[Dataset excerpts]
################

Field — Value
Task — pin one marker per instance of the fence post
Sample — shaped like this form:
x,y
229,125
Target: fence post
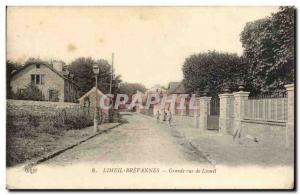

################

> **Your task**:
Print the data above exactly; drop every picture.

> **Answer area**:
Field — Value
Task — pin one marker per instance of the fence post
Sample — shaped like this form:
x,y
229,125
Target: fence post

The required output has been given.